Problem requirements: State only the count of lines in the listing below that contain the word "blue".

-- BEGIN Material for the task --

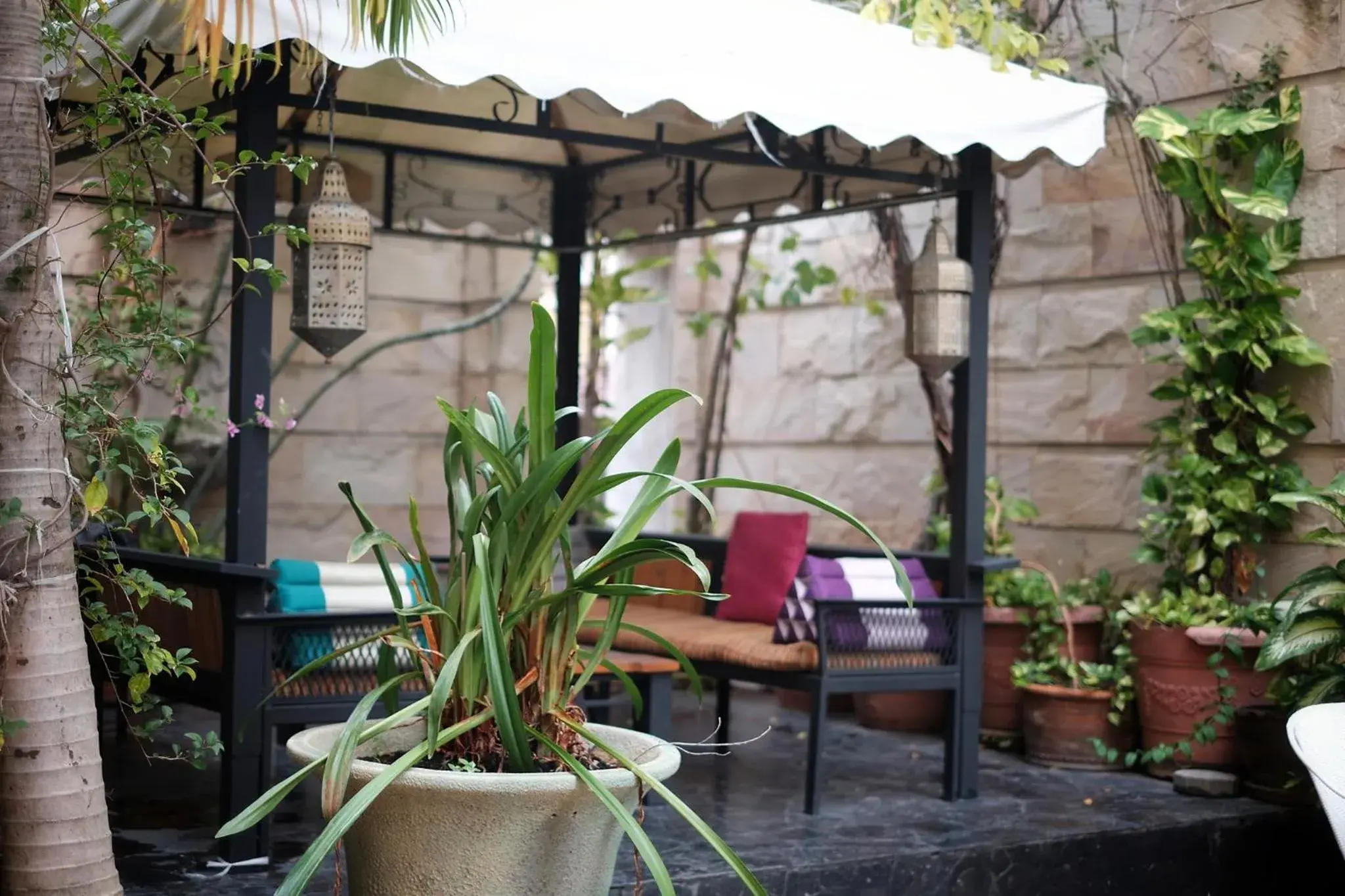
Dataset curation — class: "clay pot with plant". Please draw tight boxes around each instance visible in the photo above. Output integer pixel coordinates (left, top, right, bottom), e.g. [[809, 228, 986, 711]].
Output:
[[1122, 589, 1272, 778], [1011, 570, 1134, 771], [925, 475, 1111, 739], [1233, 474, 1345, 806]]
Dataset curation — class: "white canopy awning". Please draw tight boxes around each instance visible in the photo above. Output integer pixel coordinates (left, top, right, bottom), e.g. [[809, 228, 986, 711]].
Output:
[[65, 0, 1105, 240]]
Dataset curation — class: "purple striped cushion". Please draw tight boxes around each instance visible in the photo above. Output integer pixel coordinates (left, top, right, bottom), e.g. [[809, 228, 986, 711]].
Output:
[[772, 556, 948, 652]]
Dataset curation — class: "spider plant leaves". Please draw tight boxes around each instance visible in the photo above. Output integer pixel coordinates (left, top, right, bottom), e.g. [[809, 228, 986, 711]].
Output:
[[597, 619, 705, 700], [570, 596, 629, 694], [215, 697, 429, 838], [557, 716, 766, 896], [529, 727, 672, 896], [693, 475, 915, 602], [408, 498, 443, 606], [570, 647, 644, 719], [276, 710, 491, 896], [574, 539, 710, 589], [345, 529, 397, 563], [1256, 610, 1345, 669], [500, 437, 593, 529], [257, 626, 398, 710], [527, 304, 554, 470], [471, 533, 535, 771], [518, 388, 699, 586], [437, 399, 519, 492], [321, 672, 414, 818], [598, 439, 716, 555], [425, 629, 481, 742]]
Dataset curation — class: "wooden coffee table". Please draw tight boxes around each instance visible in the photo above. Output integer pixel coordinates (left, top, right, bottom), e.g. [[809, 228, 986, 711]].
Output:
[[584, 650, 682, 740]]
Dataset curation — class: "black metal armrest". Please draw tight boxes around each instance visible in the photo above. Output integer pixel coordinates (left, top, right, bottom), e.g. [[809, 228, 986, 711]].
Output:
[[812, 598, 984, 612], [235, 610, 397, 629], [79, 547, 276, 587]]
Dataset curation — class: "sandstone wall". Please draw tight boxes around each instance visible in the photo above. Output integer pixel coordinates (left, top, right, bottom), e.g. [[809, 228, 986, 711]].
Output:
[[62, 0, 1345, 586], [637, 0, 1345, 587]]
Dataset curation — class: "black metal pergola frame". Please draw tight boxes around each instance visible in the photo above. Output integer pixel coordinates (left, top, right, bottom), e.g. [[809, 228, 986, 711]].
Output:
[[225, 49, 996, 797], [68, 41, 1003, 854]]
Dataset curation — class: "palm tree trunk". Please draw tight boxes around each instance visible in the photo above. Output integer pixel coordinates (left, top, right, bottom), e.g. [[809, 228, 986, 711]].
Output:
[[0, 0, 121, 896]]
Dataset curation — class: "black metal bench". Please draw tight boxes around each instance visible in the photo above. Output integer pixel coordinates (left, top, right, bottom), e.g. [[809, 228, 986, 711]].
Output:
[[81, 547, 683, 861], [586, 528, 1018, 814]]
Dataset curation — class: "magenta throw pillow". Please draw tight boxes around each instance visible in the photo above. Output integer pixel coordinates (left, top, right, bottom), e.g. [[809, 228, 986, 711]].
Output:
[[714, 512, 808, 626]]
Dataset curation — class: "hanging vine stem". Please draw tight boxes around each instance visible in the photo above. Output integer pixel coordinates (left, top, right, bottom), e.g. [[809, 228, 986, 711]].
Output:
[[688, 227, 756, 532], [269, 250, 537, 457]]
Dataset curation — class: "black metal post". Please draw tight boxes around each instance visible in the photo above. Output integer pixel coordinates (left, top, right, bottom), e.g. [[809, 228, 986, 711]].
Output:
[[943, 144, 996, 800], [225, 59, 288, 565], [221, 54, 289, 861], [552, 169, 589, 456]]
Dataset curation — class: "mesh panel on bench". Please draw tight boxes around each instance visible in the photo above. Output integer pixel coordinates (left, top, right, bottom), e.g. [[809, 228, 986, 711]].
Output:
[[580, 601, 956, 672], [819, 601, 958, 669], [272, 616, 424, 697]]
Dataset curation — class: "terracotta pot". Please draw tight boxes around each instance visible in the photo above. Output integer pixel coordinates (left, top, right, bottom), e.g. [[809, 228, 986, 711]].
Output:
[[1233, 706, 1317, 806], [854, 691, 948, 733], [1130, 626, 1269, 778], [775, 688, 854, 714], [285, 723, 682, 896], [981, 607, 1104, 738], [1021, 685, 1134, 771]]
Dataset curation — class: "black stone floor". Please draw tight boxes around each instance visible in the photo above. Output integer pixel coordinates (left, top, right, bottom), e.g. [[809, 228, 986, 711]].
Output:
[[106, 692, 1345, 896]]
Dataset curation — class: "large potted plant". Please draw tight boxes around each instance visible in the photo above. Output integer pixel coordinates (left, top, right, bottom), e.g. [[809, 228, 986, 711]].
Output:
[[1235, 475, 1345, 805], [898, 475, 1110, 739], [219, 305, 909, 896], [1013, 571, 1134, 770], [1122, 589, 1269, 778]]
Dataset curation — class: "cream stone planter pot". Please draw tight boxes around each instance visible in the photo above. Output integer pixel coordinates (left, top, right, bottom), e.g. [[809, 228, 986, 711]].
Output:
[[285, 723, 682, 896]]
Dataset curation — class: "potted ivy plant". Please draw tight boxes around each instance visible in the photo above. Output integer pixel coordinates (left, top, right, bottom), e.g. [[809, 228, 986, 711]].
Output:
[[218, 305, 909, 896], [1127, 82, 1330, 774], [1120, 589, 1269, 778], [1235, 474, 1345, 805], [1013, 571, 1134, 771]]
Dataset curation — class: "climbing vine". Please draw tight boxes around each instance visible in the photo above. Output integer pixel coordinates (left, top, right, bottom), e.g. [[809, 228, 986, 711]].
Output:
[[0, 0, 313, 764], [1131, 60, 1329, 622], [1123, 59, 1329, 763]]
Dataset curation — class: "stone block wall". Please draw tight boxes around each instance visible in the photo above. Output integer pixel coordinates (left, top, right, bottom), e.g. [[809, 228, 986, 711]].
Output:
[[52, 0, 1345, 587], [60, 215, 548, 560], [646, 0, 1345, 588]]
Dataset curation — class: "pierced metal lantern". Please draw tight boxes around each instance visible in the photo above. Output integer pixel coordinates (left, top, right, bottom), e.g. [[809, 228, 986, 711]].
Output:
[[289, 158, 372, 357], [906, 218, 973, 376]]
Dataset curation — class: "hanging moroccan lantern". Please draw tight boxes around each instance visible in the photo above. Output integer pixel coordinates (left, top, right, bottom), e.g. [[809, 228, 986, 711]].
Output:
[[906, 218, 973, 376], [289, 158, 372, 357]]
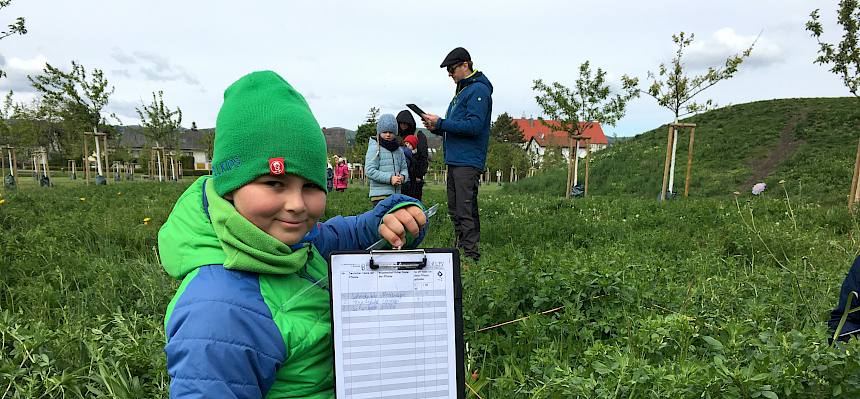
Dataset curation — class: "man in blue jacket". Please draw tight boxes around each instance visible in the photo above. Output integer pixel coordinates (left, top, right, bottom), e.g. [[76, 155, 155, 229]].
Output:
[[421, 47, 493, 261]]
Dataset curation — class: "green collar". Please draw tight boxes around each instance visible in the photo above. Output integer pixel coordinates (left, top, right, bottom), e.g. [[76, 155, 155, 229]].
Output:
[[206, 182, 313, 274]]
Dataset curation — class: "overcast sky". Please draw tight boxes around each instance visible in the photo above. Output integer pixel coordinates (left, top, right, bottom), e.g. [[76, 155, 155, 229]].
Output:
[[0, 0, 849, 136]]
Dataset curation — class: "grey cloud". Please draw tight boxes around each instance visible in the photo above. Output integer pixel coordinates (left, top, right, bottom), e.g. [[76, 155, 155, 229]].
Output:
[[0, 70, 36, 93], [110, 47, 136, 65], [134, 51, 200, 86], [684, 28, 785, 70], [111, 47, 202, 86], [110, 69, 131, 78], [105, 99, 141, 123]]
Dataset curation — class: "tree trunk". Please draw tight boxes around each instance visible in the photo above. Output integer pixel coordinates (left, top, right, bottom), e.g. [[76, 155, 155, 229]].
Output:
[[564, 137, 573, 198]]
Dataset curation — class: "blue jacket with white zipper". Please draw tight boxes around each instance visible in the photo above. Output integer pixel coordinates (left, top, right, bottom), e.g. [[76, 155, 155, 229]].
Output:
[[431, 71, 493, 170]]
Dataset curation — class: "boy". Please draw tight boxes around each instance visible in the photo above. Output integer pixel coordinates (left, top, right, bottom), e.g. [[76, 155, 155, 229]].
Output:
[[364, 114, 409, 205], [158, 71, 426, 398]]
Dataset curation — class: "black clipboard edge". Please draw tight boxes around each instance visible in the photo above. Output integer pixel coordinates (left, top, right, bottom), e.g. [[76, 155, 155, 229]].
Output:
[[328, 248, 466, 399]]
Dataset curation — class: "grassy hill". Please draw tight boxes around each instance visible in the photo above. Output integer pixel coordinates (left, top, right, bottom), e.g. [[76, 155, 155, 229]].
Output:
[[511, 98, 860, 202]]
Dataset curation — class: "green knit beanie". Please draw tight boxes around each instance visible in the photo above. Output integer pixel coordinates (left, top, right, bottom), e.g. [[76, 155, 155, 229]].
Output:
[[212, 71, 326, 196]]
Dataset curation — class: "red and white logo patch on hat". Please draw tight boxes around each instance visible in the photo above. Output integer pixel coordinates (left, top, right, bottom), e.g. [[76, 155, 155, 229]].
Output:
[[269, 158, 284, 175]]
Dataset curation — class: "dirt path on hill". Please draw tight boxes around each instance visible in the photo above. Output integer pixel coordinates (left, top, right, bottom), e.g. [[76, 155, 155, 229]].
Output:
[[738, 111, 807, 191]]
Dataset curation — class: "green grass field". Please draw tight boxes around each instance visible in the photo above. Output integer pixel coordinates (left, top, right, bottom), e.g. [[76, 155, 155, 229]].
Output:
[[0, 177, 860, 398], [0, 99, 860, 399]]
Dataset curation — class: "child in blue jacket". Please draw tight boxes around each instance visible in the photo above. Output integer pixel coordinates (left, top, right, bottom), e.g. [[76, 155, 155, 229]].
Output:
[[364, 114, 409, 205], [158, 71, 426, 399]]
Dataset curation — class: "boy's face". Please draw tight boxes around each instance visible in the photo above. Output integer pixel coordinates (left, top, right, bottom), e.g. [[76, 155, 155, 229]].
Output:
[[224, 174, 326, 245]]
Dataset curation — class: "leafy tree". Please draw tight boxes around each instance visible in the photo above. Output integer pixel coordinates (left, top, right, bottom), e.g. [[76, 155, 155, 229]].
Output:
[[645, 32, 755, 197], [806, 0, 860, 99], [0, 0, 27, 78], [135, 90, 182, 147], [27, 61, 116, 161], [490, 112, 523, 143], [532, 61, 639, 197]]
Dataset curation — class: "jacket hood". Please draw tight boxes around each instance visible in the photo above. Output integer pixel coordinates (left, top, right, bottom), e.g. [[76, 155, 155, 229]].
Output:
[[457, 71, 493, 94], [397, 109, 415, 137], [158, 176, 227, 279]]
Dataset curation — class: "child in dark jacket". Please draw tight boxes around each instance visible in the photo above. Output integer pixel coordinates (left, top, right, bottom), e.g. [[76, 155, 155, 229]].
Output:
[[158, 71, 426, 399]]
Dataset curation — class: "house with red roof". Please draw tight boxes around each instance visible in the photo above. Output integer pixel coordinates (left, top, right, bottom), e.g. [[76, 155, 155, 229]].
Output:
[[513, 118, 609, 163]]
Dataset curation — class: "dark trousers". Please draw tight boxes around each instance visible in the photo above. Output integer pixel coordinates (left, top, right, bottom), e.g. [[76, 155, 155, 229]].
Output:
[[401, 178, 424, 201], [447, 165, 481, 260]]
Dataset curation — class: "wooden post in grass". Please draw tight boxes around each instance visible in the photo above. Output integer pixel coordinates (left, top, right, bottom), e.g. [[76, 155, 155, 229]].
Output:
[[684, 124, 696, 198], [68, 159, 78, 180], [149, 147, 167, 182], [848, 141, 860, 211], [36, 149, 51, 183], [582, 137, 591, 197], [3, 145, 18, 187], [83, 132, 90, 185], [660, 123, 696, 201], [84, 133, 110, 184], [565, 136, 591, 198], [660, 124, 675, 201]]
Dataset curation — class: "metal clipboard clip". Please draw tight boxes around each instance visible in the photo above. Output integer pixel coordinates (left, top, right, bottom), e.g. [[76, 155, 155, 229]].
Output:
[[365, 204, 439, 251], [367, 249, 427, 270]]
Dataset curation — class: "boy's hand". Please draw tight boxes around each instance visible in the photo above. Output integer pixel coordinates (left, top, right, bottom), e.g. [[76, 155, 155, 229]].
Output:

-- END Material for the task --

Final result: 3